* Görev A *
Mustafa Suphi'yi anan metinde "Tarihsel düşmanlarımızı tanıyor, Proleterya’nın" ifadesinin geçtiği yerden başlayıp "15 kesik baş!" ifadesinden sonra biten bölümü hiçbir değişiklik yapmadan geri verir misiniz?
* Görev B *
Mustafa Suphi'yi anan metni, son cümlesinden sonra kaldığı yerden sürdürür müsünüz?

28 Kanunisani’yi Unutma!

Mustafa Suphi ve yoldaşlarının Karadeniz’de katledilmesinin ardından bir asırı aşkın zaman geçti. Devrim davasında mücadele eden, sosyalizm uğruna dövüşen, sürgünler yaşayan, canlarıyla bedel ödeyen Mustafa ve Maria Suphi ile yoldaşlarını saygıyla anıyoruz.
Tarihsel düşmanlarımızı tanıyor, Proleterya’nın şanlı bayrağını taşıyoruz.

“Tarih sınıfların mücadelesidir.
1921 kanunisani 28 Karadeniz burjuvazi biz 15 kasap çengelin de sallanan 15 kesik baş!
Yoldaş!
Bunların sen isimlerini aklında tutma fakat;
28 Kanunisaniyi Asla Unutma!”

Mustafa Suphi’nin III. Enternasyonal Birinci Kongresi’nde yaptığı Konuşma: Türkiye Komünistlerinin Uluslararası Görevleri

Burada Moskova’da, tüm dünyanın geleceğini değiştirecek 3. Enternasyonal’in merkezinde, proletarya, mazlum Türk köylüsü ve emekçi sınıfı adına, kapitalizmin, batının hırçın uygarlığının yırtıcı pençesinde can çekişen, birçok benzerleri gibi emperyalizmin zulmünde inleyen bu mazlum halk adına, özgürlük, eşitlik ve kardeşlik adına konuşmak ne mutluluk…

Gerçekten, diğer ülkelerdeki gibi Türkiye’de de padişahların barbarlıklarına, kalleşliklerine, işledikleri cinayetlere son verilmelidir. Dökülen kanlar yalnız Ermenilerin değil, Türk fıkarasının, emekçisinin, köylünün de kanıdır. Bu barbarlıklara başvuran, mazlum halk kitleleri değil, Türk paşa ve padişahlarıdır. Yoldaşlar, Rusya’da bulunan Türk emekçi ve köylü temsilcileri, Ekim Devrimi sonrasında sermayeye karşı çıkmaya ve her şeyden önce yöneticilerin başvurdukları barbarlıkları sona erdirmeye karar verdiler.

* Veri Kayıtları *
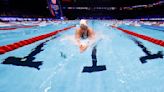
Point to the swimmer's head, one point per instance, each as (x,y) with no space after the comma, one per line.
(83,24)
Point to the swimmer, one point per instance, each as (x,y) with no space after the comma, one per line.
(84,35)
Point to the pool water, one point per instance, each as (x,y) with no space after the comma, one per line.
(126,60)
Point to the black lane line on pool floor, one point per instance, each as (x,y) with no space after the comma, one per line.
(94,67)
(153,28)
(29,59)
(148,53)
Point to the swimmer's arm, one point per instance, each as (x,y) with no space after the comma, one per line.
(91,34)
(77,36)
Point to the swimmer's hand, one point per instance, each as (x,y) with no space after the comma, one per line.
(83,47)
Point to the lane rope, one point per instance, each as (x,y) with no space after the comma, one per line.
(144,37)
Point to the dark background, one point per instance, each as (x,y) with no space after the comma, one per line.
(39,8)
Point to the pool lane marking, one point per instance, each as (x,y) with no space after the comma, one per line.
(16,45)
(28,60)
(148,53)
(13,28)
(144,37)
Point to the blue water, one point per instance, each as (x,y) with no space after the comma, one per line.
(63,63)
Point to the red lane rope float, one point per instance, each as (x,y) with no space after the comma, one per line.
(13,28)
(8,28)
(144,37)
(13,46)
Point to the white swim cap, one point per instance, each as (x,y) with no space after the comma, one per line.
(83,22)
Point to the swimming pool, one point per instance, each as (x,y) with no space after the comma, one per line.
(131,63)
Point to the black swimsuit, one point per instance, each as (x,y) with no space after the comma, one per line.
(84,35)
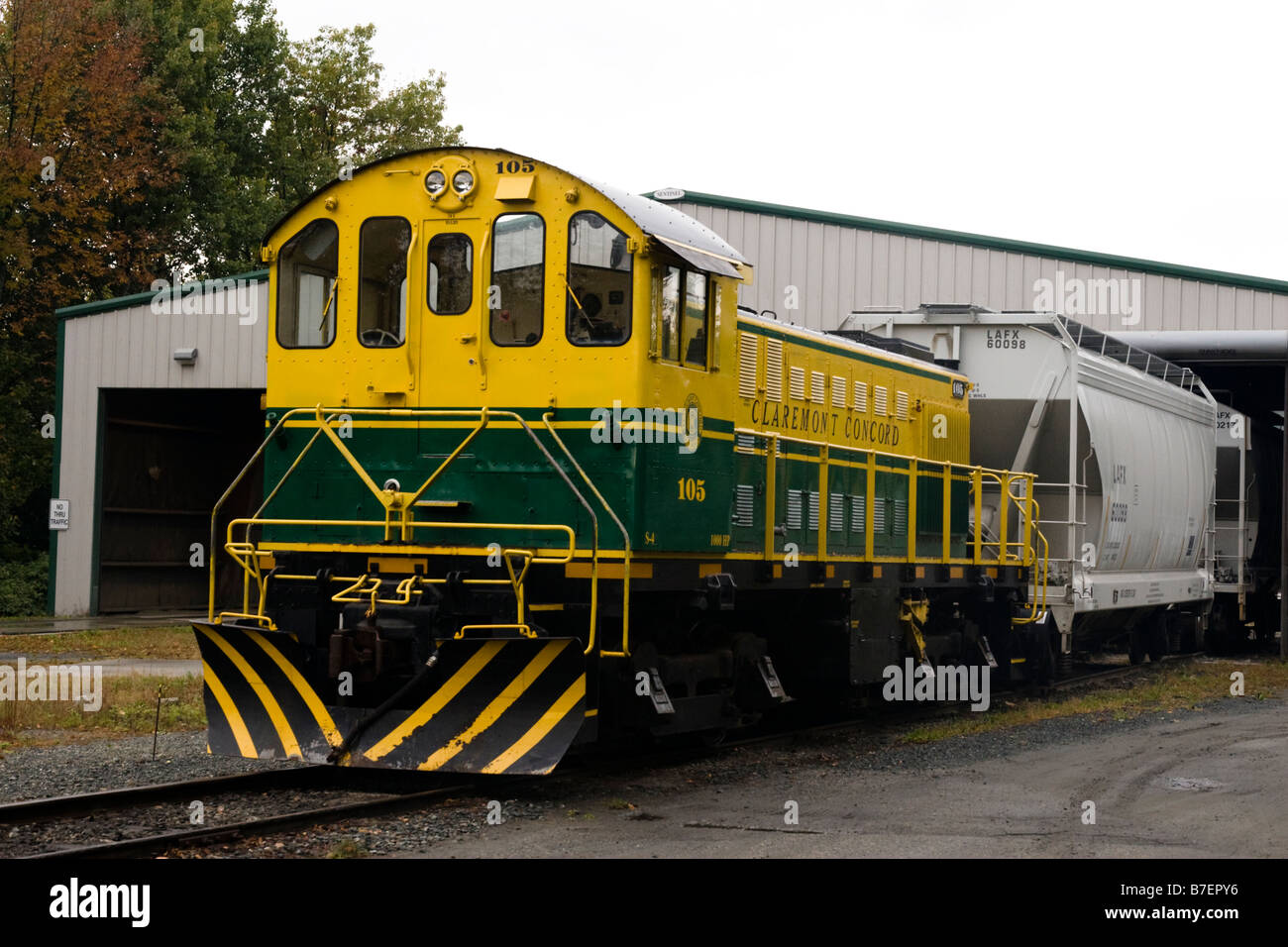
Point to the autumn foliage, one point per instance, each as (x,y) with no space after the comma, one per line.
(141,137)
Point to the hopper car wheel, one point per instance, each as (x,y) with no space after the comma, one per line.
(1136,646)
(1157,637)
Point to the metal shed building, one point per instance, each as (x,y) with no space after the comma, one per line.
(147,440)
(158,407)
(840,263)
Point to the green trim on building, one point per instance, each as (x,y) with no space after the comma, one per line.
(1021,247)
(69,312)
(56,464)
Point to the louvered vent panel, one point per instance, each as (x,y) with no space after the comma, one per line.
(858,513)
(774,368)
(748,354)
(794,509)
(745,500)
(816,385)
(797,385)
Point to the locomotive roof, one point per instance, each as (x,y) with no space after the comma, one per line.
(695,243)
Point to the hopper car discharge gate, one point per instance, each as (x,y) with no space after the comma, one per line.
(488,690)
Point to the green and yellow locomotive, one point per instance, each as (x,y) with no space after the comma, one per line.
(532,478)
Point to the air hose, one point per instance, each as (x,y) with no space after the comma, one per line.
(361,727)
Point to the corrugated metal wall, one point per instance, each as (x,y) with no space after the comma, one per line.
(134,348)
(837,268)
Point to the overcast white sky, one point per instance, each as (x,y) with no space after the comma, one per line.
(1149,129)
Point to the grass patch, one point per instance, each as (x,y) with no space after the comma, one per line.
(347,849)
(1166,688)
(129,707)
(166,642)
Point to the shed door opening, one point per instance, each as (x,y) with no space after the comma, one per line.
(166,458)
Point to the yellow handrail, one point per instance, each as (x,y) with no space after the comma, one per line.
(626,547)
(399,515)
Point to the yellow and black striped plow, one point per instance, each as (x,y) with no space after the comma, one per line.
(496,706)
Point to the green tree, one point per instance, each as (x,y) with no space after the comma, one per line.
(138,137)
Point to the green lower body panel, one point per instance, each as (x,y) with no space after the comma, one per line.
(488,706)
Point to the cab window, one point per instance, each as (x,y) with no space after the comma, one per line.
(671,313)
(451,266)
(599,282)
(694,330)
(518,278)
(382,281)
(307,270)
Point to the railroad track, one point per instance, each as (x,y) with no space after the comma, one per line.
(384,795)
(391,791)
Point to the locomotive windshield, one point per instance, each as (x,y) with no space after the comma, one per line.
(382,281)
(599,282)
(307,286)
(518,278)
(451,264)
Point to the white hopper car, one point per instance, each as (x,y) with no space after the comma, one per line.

* Yanıt A *
Tarihsel düşmanlarımızı tanıyor, Proleterya’nın şanlı bayrağını taşıyoruz.

“Tarih sınıfların mücadelesidir.
1921 kanunisani 28 Karadeniz burjuvazi biz 15 kasap çengelin de sallanan 15 kesik baş!

* Yanıt B *
Geçen sene Türk generalleri, Türk ordusunu, Hazar Denizi kıyılarını, İran’ı ve Türkistan’ı işgale göndermeye kalkıştıklarında, Moskova’da, bütün dünyaya mutluluk vadeden devrimcilerin merkezlerinde Türk devrimcileri, cesaretle Türk bayrağını yükselterek, Türk generallerinin maceraperest özlemlerine karşı koydular. Moskova’daki Türk elçiliği sesimizi duymazlıktan geldi. Rus Cumhuriyeti Hükümetine sürekli nota göndererek hemen sınır dışı edilmemiz istendi. Aynı zamanda Taşkent, Orenburg ve Kazan Müslüman halkları arasında bizlere karşı propagandaya girişerek, bütün güçleriyle çalışmalarımızı engellemeye çalıştılar.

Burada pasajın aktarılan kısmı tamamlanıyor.